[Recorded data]
►

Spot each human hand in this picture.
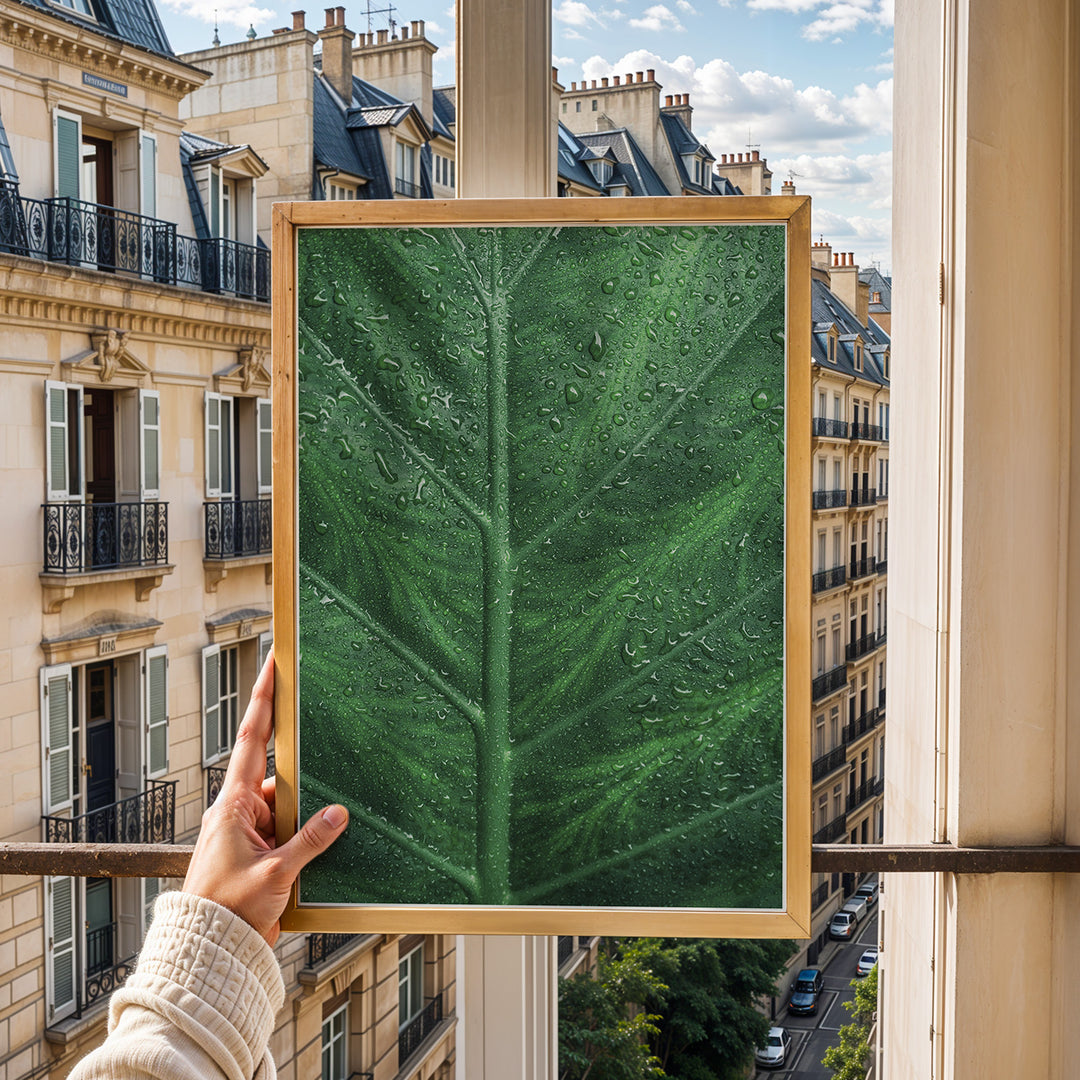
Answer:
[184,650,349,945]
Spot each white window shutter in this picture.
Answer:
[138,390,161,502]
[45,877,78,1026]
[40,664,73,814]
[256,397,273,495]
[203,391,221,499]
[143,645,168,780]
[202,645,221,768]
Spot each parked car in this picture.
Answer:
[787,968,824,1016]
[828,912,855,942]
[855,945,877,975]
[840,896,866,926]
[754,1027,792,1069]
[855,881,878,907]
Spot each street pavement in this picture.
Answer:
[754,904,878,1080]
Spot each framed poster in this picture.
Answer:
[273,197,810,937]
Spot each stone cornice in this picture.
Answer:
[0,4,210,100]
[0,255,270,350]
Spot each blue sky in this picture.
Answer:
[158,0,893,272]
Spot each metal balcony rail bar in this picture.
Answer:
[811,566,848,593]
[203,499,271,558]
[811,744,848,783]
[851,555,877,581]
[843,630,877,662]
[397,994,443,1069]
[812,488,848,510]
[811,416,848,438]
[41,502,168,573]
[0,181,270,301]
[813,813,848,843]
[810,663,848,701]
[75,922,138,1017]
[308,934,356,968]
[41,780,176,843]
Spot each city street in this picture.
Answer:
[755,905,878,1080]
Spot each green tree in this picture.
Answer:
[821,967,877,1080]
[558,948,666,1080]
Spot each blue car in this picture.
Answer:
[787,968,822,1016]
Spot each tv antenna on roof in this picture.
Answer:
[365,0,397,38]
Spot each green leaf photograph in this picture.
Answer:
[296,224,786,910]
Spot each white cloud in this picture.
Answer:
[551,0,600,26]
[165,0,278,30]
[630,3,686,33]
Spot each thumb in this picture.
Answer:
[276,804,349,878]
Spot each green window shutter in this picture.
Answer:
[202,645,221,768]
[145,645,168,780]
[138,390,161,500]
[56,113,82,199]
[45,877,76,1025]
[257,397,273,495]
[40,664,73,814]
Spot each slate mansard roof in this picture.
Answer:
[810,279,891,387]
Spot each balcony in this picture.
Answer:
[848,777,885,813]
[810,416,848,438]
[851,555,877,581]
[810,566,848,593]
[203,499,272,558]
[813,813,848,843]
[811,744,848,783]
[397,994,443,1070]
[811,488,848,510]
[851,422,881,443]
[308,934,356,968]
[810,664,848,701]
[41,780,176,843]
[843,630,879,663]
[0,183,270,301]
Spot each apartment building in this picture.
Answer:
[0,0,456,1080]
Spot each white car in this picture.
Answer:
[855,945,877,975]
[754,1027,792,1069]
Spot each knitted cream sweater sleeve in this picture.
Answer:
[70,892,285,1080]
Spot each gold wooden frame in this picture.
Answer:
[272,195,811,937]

◄
►

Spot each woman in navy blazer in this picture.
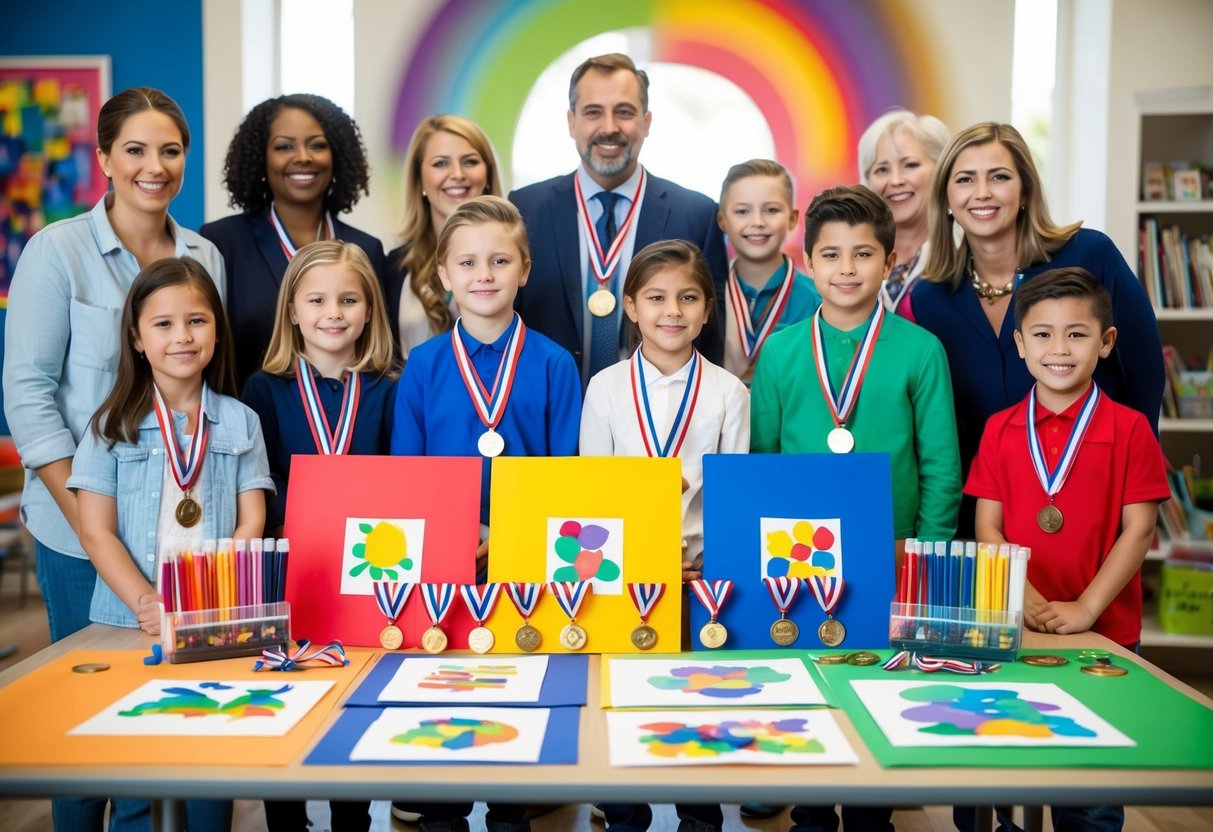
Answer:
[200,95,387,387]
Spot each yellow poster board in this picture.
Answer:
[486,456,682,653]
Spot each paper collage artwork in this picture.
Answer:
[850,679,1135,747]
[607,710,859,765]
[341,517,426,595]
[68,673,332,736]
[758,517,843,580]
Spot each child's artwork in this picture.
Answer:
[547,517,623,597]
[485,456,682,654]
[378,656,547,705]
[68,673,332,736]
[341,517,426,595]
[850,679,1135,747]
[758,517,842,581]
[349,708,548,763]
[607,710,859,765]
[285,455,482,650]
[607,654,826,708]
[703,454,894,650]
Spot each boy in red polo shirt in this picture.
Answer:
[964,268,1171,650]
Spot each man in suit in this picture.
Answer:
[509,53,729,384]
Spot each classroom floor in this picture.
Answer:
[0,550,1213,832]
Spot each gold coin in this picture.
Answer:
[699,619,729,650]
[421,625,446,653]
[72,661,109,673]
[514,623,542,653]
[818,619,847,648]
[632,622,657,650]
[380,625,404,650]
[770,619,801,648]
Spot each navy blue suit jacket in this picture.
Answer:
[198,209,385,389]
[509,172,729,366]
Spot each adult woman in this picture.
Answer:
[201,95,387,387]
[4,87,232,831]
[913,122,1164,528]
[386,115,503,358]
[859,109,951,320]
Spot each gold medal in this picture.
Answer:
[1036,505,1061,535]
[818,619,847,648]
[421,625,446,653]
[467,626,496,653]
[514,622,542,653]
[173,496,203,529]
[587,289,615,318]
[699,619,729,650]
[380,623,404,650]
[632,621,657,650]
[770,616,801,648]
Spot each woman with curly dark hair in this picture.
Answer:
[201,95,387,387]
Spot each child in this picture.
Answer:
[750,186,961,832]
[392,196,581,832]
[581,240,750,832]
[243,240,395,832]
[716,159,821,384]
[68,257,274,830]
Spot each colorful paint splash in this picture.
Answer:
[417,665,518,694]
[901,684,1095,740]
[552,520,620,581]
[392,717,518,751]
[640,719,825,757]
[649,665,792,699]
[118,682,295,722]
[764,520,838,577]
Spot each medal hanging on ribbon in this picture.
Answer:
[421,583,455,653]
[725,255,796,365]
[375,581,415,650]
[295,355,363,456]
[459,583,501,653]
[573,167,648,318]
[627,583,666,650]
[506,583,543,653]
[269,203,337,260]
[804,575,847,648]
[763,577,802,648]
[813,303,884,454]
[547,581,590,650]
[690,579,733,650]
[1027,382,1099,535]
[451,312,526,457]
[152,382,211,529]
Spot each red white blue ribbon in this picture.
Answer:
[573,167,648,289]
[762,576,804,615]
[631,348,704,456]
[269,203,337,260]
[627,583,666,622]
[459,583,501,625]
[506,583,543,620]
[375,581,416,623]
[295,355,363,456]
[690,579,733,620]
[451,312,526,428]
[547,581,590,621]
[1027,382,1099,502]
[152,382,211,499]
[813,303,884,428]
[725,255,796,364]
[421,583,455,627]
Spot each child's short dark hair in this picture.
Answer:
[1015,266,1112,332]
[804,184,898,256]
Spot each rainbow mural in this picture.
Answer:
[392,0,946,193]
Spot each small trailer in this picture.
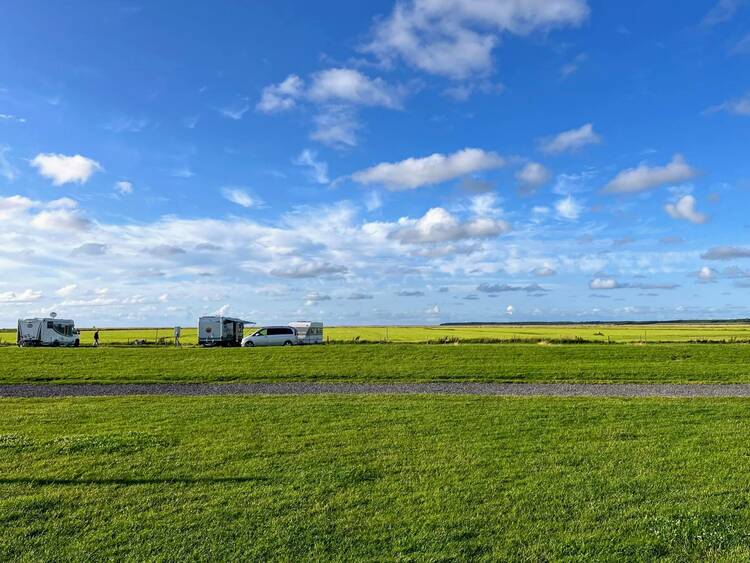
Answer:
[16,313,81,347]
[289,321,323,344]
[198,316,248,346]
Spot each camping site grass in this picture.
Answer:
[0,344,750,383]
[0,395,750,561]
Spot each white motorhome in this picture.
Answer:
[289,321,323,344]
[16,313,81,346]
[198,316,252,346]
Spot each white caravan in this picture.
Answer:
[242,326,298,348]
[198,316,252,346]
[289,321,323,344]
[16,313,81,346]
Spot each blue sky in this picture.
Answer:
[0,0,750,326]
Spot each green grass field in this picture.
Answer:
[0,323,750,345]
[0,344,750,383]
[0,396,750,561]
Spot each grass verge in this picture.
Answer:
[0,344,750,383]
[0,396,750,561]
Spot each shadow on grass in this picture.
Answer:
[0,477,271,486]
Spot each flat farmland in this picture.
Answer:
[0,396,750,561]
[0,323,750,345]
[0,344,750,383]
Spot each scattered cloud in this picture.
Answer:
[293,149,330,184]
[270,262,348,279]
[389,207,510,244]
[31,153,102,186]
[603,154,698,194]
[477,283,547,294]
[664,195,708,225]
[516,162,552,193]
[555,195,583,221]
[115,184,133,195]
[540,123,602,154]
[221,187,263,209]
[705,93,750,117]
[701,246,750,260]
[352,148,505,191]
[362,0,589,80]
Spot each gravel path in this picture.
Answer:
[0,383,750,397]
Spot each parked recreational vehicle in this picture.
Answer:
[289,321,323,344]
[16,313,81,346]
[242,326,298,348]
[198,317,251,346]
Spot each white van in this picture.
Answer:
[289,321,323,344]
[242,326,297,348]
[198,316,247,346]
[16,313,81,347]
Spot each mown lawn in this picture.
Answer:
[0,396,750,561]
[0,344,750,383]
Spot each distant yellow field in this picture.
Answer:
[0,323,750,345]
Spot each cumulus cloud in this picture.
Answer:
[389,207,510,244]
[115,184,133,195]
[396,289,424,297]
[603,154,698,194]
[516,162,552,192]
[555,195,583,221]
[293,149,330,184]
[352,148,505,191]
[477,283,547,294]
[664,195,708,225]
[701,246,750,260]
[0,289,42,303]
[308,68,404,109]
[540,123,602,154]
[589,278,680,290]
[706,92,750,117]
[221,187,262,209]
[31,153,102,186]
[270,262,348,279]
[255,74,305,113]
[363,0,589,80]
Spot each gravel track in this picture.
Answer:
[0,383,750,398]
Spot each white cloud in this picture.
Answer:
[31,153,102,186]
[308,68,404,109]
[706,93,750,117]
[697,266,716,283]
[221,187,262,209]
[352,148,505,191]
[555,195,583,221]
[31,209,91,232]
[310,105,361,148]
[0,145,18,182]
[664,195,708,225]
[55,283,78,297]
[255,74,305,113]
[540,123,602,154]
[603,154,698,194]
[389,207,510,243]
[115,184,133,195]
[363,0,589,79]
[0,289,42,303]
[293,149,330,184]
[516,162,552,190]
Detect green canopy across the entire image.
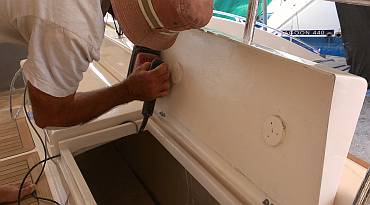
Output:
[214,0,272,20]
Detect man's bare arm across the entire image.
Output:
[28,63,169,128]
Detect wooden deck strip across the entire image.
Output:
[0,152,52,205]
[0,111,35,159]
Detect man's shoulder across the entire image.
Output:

◄

§ **Aim of the task**
Which lines of the data above contain the word "grass"? Gather and copy every one of them, treating uppercase and lowercase as different.

§ **Solution to this problem**
Spot each camping site grass in this picture.
Spot each green grass field in this picture.
Spot each grass verge in this picture.
Spot each shadow on grass in this picture.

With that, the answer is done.